● **EXERCISE AIM**
Please print all of the entries, matching them exactly.

● **MATERIAL FOR THE TASK**
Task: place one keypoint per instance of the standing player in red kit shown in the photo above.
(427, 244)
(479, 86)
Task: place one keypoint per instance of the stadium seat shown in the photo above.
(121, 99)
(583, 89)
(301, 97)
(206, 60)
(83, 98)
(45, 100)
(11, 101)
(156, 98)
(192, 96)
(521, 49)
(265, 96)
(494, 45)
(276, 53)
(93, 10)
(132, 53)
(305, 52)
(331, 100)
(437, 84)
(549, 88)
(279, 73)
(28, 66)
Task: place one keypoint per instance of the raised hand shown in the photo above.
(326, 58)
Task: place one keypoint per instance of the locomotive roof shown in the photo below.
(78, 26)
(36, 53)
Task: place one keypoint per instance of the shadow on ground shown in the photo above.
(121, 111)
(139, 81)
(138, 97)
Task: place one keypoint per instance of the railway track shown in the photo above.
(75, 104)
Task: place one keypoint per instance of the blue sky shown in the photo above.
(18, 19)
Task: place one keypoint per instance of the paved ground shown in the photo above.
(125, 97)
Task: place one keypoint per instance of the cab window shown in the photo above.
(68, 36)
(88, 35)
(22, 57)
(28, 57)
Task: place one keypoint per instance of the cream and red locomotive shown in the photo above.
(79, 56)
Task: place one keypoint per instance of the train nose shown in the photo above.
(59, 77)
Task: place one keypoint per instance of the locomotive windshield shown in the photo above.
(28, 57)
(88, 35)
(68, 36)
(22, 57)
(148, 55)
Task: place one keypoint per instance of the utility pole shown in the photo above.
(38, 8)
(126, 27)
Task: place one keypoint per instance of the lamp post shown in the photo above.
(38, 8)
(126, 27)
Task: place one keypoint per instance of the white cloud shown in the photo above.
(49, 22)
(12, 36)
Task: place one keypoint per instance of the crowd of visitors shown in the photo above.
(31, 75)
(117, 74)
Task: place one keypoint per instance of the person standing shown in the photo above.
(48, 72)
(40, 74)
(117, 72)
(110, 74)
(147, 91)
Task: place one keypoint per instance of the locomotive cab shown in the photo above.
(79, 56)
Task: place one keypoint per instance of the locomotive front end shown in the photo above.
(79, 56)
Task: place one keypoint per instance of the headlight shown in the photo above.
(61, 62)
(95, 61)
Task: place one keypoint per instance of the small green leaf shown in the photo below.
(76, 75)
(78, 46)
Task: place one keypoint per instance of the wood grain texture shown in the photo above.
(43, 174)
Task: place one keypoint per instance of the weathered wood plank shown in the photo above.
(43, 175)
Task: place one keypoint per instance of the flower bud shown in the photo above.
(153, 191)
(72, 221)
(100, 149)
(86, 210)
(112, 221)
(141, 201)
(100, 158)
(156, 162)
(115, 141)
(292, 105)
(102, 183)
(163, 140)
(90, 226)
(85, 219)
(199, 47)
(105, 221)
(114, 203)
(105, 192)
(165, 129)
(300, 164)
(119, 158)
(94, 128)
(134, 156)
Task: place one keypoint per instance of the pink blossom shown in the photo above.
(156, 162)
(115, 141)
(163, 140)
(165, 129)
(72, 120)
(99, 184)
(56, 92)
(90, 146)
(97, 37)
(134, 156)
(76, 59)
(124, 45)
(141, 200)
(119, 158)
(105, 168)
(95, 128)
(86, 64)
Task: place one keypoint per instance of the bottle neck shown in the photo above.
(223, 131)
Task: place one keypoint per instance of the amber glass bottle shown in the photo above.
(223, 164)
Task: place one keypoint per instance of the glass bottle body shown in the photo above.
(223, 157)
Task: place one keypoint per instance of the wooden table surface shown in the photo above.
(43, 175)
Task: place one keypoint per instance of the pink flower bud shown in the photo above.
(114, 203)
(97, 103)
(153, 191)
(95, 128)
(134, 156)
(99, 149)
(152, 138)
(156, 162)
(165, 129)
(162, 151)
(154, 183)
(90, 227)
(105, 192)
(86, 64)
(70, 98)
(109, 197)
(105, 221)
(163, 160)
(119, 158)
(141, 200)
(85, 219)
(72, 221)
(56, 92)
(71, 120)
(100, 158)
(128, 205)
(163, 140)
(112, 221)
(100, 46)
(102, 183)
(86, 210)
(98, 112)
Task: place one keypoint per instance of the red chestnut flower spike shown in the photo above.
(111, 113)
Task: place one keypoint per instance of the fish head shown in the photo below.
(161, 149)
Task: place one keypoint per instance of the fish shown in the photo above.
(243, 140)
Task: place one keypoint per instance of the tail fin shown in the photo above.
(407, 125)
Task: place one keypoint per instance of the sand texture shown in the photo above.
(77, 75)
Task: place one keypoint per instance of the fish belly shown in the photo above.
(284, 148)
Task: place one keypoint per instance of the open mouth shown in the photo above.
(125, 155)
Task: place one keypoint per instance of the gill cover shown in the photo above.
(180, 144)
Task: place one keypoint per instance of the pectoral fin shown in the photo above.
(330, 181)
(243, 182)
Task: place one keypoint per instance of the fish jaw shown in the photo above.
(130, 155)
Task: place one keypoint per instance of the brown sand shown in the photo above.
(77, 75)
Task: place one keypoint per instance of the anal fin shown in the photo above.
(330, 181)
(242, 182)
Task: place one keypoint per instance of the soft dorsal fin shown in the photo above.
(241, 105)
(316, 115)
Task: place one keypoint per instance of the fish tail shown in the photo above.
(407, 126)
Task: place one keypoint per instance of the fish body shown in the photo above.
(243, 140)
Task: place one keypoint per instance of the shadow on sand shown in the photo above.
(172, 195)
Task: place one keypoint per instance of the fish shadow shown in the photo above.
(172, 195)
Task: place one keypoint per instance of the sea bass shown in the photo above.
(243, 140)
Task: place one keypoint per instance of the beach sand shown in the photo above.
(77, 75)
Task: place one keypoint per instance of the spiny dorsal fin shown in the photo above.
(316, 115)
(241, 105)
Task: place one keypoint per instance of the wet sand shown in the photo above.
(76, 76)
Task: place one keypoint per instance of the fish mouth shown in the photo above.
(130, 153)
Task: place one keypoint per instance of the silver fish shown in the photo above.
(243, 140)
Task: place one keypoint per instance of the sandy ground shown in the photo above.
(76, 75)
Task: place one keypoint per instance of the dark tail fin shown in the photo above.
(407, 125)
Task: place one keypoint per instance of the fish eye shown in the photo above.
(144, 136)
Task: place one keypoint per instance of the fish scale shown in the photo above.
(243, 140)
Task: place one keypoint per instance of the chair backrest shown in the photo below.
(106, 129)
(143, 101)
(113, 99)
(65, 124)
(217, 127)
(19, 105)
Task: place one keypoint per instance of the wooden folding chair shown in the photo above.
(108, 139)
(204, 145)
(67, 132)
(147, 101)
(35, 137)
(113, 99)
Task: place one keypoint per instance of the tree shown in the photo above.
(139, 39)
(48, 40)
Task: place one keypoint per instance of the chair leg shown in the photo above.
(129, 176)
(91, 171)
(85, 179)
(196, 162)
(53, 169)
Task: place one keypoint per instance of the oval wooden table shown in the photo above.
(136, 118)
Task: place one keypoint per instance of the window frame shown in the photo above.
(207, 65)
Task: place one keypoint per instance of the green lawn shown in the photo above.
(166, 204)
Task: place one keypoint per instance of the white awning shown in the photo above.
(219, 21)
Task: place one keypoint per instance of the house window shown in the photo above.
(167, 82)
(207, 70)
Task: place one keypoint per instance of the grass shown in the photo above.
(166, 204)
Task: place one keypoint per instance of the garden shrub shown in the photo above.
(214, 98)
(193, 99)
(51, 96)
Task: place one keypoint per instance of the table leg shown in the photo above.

● **WRITTEN RESPONSE**
Task: place one keypoint per instance of the standing player in red kit shown in the photo above.
(427, 244)
(479, 86)
Task: place one keypoint per instance of the stadium seat shown in the photo above.
(121, 99)
(583, 89)
(301, 97)
(206, 60)
(83, 98)
(45, 100)
(11, 101)
(156, 98)
(192, 96)
(521, 49)
(265, 96)
(494, 45)
(276, 53)
(93, 10)
(132, 53)
(305, 52)
(331, 100)
(437, 84)
(549, 88)
(279, 73)
(28, 66)
Task: place one keypoint per instance of the raised hand shown in the photo above.
(326, 58)
Task: place one keypoint per instance of the locomotive roof shown in the photo below.
(78, 26)
(36, 53)
Task: place one keypoint per instance of the shadow on ground shown in the photo above.
(121, 111)
(139, 81)
(138, 97)
Task: place one keypoint per instance of the railway track shown in the photo above.
(75, 104)
Task: place one keypoint per instance of the blue sky shown in the photo above.
(18, 19)
Task: place one keypoint per instance of the paved ground shown in the photo above.
(125, 97)
Task: place one keypoint per instance of the cab window shown in the photo above.
(68, 36)
(88, 35)
(22, 57)
(28, 57)
Task: place one keypoint per instance of the cream and red locomotive shown in the photo above.
(79, 56)
Task: place one keypoint per instance of the train nose shown in the photo above.
(59, 77)
Task: place one keypoint per instance of the locomotive windshield shown in the photo above.
(28, 57)
(88, 35)
(68, 36)
(22, 57)
(148, 55)
Task: place one keypoint per instance of the utility pole shown in the photo above.
(38, 8)
(126, 27)
Task: place one keypoint per instance of the lamp post shown in the photo above.
(38, 8)
(126, 27)
Task: place one keypoint per instance of the white cloud shown in the photo above.
(49, 22)
(12, 36)
Task: place one keypoint per instance of the crowd of visitors shown in the photo above.
(31, 75)
(117, 74)
Task: place one keypoint per instance of the person standing shown in the photo above.
(48, 72)
(40, 74)
(117, 72)
(110, 74)
(147, 91)
Task: place one keypoint per instance of the locomotive cab shown in the photo above.
(79, 56)
Task: place one keypoint per instance of the locomotive front end shown in the photo above.
(79, 56)
Task: place one keypoint per instance of the headlight shown in the photo above.
(61, 62)
(95, 61)
Task: place one keypoint per instance of the small green leaf shown in the photo below.
(76, 75)
(78, 46)
Task: place one keypoint per instance of the wood grain texture shown in the photo above.
(43, 174)
Task: place one keypoint per instance of the weathered wood plank shown in the photo above.
(43, 175)
Task: place one keypoint per instance of the flower bud shown in the photo above.
(153, 191)
(72, 221)
(100, 149)
(86, 210)
(112, 221)
(141, 201)
(100, 158)
(156, 162)
(115, 141)
(292, 105)
(102, 183)
(163, 140)
(90, 226)
(85, 219)
(199, 47)
(105, 221)
(114, 203)
(105, 192)
(165, 129)
(300, 164)
(119, 158)
(94, 128)
(134, 156)
Task: place one keypoint per instance of the pink blossom shown in the photo above.
(156, 162)
(115, 141)
(163, 140)
(165, 129)
(72, 120)
(99, 184)
(56, 92)
(90, 146)
(97, 37)
(134, 156)
(76, 59)
(124, 45)
(141, 200)
(119, 158)
(105, 168)
(95, 128)
(86, 64)
Task: place one keypoint per instance of the bottle neck shown in the photo above.
(223, 131)
Task: place one keypoint per instance of the amber glass bottle shown in the photo above.
(223, 164)
Task: place one keypoint per instance of the glass bottle body shown in the photo above.
(223, 157)
Task: place one keypoint per instance of the wooden table surface shown in the photo above.
(43, 175)
Task: place one keypoint per instance of the pink flower bud shown in the photo above.
(114, 203)
(97, 103)
(153, 191)
(95, 128)
(134, 156)
(99, 149)
(152, 138)
(156, 162)
(165, 129)
(162, 151)
(154, 183)
(90, 227)
(105, 192)
(86, 64)
(70, 98)
(109, 197)
(105, 221)
(163, 160)
(119, 158)
(141, 200)
(85, 219)
(72, 221)
(56, 92)
(71, 120)
(100, 158)
(128, 205)
(163, 140)
(112, 221)
(100, 46)
(102, 183)
(86, 210)
(98, 112)
Task: place one keypoint per instance of the red chestnut flower spike shown in the photo above.
(111, 113)
Task: place one keypoint per instance of the fish head shown in the photo below.
(161, 149)
Task: place one keypoint per instance of the fish shown in the photo above.
(243, 140)
Task: place one keypoint per instance of the tail fin shown in the photo above.
(407, 125)
Task: place one keypoint per instance of the sand texture shown in the photo above.
(77, 75)
Task: place one keypoint per instance of the fish belly shown in the photo above.
(284, 148)
Task: place one keypoint per instance of the open mouth shown in the photo above.
(125, 155)
Task: place one keypoint per instance of the gill cover shown in the photo above.
(180, 144)
Task: place one keypoint per instance of the pectoral fin shown in the photo above.
(330, 181)
(243, 182)
Task: place one keypoint per instance of the fish jaw shown in the photo above.
(130, 155)
Task: place one keypoint per instance of the brown sand shown in the photo above.
(77, 75)
Task: place one keypoint per instance of the anal fin shown in the photo above.
(330, 181)
(242, 182)
Task: place one keypoint per instance of the soft dorsal fin shown in the photo above.
(241, 105)
(316, 115)
Task: place one keypoint per instance of the fish tail shown in the photo above.
(407, 126)
Task: place one keypoint per instance of the fish body shown in the photo above.
(243, 140)
Task: place one keypoint per instance of the shadow on sand shown in the photo above.
(172, 195)
Task: place one keypoint per instance of the fish shadow shown in the photo above.
(172, 195)
Task: place one keypoint per instance of the sea bass shown in the photo above.
(243, 140)
Task: place one keypoint per instance of the beach sand shown in the photo above.
(77, 75)
Task: place one keypoint per instance of the spiny dorsal fin shown in the photo above.
(316, 115)
(241, 105)
Task: place one keypoint per instance of the wet sand shown in the photo above.
(76, 76)
Task: place one keypoint per instance of the fish mouth shown in the photo above.
(130, 153)
Task: place one keypoint per instance of the silver fish shown in the photo above.
(243, 140)
Task: place one keypoint per instance of the sandy ground shown in the photo above.
(76, 75)
Task: place one keypoint per instance of the dark tail fin shown in the photo above.
(407, 125)
Task: place one keypoint per instance of the fish eye shown in the photo above.
(144, 136)
Task: place one keypoint per instance of the fish scale shown in the photo above.
(243, 140)
Task: place one keypoint per instance of the chair backrest shown in the photo below.
(106, 129)
(143, 101)
(113, 99)
(65, 124)
(217, 127)
(19, 105)
Task: place one keypoint per instance of the wooden folding chair shown in the photo above.
(108, 139)
(204, 145)
(67, 132)
(147, 101)
(35, 137)
(113, 99)
Task: place one keypoint per instance of the tree shown in the photo above.
(139, 39)
(48, 40)
Task: place one keypoint per instance of the chair leg shown in the photo above.
(129, 176)
(91, 171)
(85, 179)
(196, 162)
(53, 169)
Task: place one keypoint per instance of the oval wooden table shown in the photo above.
(136, 118)
Task: place one keypoint per instance of the window frame shown in the photo above.
(207, 65)
Task: place one keypoint per instance of the green lawn shown in the photo above.
(166, 204)
Task: place one keypoint per instance of the white awning shown in the photo above.
(219, 21)
Task: place one keypoint per instance of the house window shown in the photo above.
(167, 82)
(207, 70)
Task: place one keypoint per instance of the grass shown in the photo above.
(166, 204)
Task: place one keypoint per instance of the garden shrub shown in the photo above.
(214, 98)
(193, 99)
(51, 96)
Task: place one keypoint per instance of the table leg shown in the photo above.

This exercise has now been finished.